* Start Document passage *
Written evidence submitted by Dolphin N2 (CGE0069)
1 Executive Summary
1.1 This submission responds to the issues identified in the Science and Technology Commons Select Committee Inquiry, Technologies for meeting Clean Growth emissions reduction targets, and specifically addresses measures for commercial subsectors of Transport including Heavy Goods Vehicles, Shipping and Rail.
1.2 Good progress has been made in achieving the first carbon budget with projections to overachieve on the second and third budgets, during which time there has been substantial growth in the UK economy.
1.3 However, overall carbon reduction has been achieved primarily by Power, Waste and Industry Sectors whilst other Sectors have remained relatively flat, and in particular Transport has recently grown and is now the largest emitting Sector at 28% of the UK inventory.
1.4 Projections show gaps in achieving the fourth and fifth budgets with the Committee on Climate Change identifying insufficient planning and policy in a number of areas, including Transport HGVs, with additional action needed.
1.5 The Clean Growth Strategy has identified the Shift to Low Carbon Transport as a priority, and in context of growing the UK economy commercial Transport will only deploy technologies that are operationally and financially viable, almost exclusively those that use liquid fuels, demanding increased efficiency of thermal propulsion systems and decarbonisation of fuel.
1.6 It is critical to note that the projected oil consumption for road freight and shipping increases substantially through to 2040, and therefore action now is essential to manage what will otherwise constitute a far larger challenge in 2050.
* End Document passage *
* Start Dataset records *
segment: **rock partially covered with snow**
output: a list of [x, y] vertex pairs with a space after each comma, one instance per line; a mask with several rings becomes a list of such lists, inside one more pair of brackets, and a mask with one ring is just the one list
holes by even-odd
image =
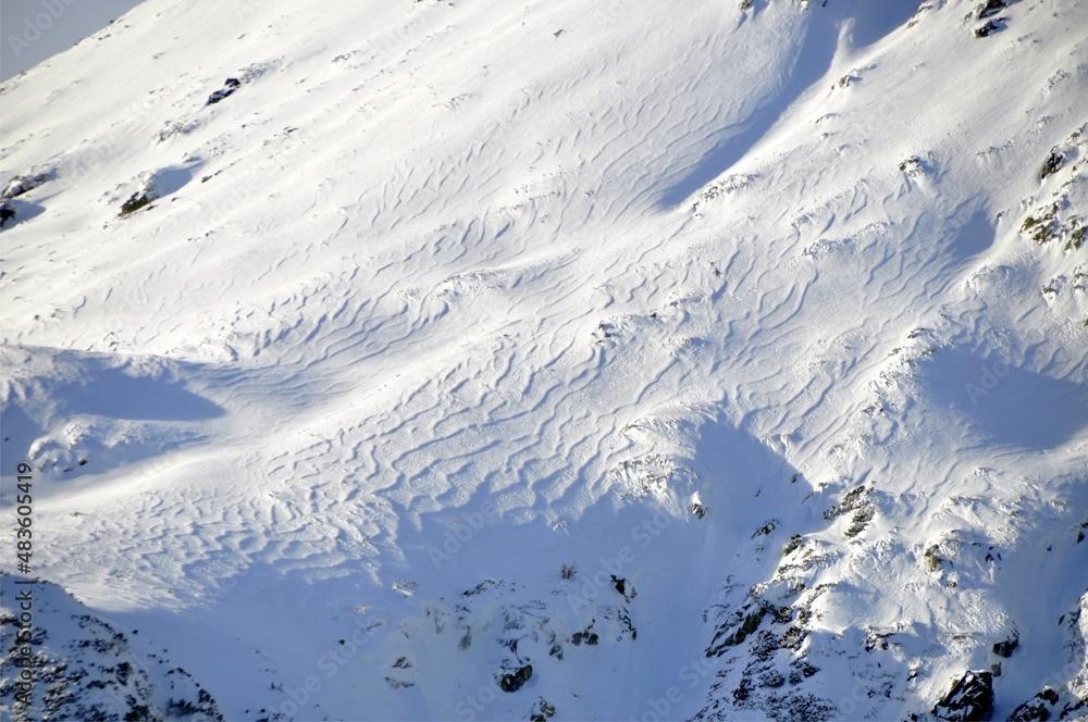
[[965, 672], [952, 689], [934, 707], [939, 720], [981, 722], [993, 713], [993, 675], [990, 672]]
* End Dataset records *
■ **What you will do**:
1. Using the evidence submission, switch "Good progress" to "Significant progress" and give the passage again, starting at "1.2 Good progress" and ending at "the UK economy.".
2. Rewrite the paragraph of the evidence submission that begins "1.5 The Clean Growth Strategy has identified" as a short list that keeps its main facts.

■ **Answers per task**:
1.
1.2 Significant progress has been made in achieving the first carbon budget with projections to overachieve on the second and third budgets, during which time there has been substantial growth in the UK economy.

2.
- The Clean Growth Strategy makes the Shift to Low Carbon Transport a priority.
- As the UK economy grows, commercial Transport will only deploy technologies that are operationally and financially viable.
- These are almost exclusively technologies that use liquid fuels.
- This demands more efficient thermal propulsion systems and decarbonisation of fuel.